--- ASSIGNED TASK ---
Every line below that has the string "your" needs to be copied.

*-*-*

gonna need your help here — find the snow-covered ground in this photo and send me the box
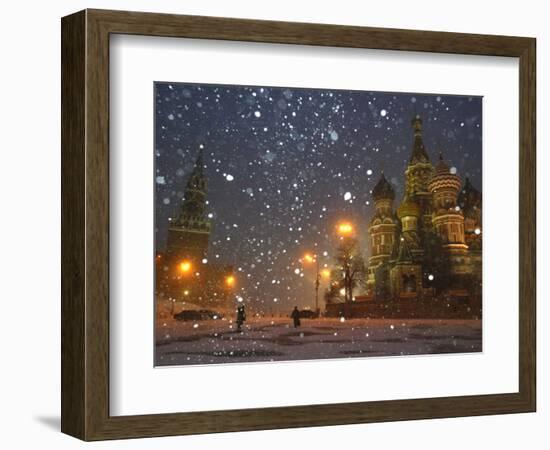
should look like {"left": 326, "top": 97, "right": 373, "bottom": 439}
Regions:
{"left": 155, "top": 317, "right": 482, "bottom": 366}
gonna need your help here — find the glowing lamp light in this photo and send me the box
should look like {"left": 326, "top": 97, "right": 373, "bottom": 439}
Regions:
{"left": 179, "top": 260, "right": 192, "bottom": 273}
{"left": 337, "top": 222, "right": 354, "bottom": 236}
{"left": 321, "top": 269, "right": 331, "bottom": 279}
{"left": 225, "top": 275, "right": 236, "bottom": 287}
{"left": 303, "top": 253, "right": 315, "bottom": 263}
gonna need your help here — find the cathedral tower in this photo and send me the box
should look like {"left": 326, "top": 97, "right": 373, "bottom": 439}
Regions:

*-*-*

--- SOLVED PROBLEM ---
gonna need your help here — find the snow-covered ground in this photo and send me the box
gonna need your help here — find the glowing lamp light in this photo and send me the box
gonna need your help here — find the cathedral tower in this photo and send me the box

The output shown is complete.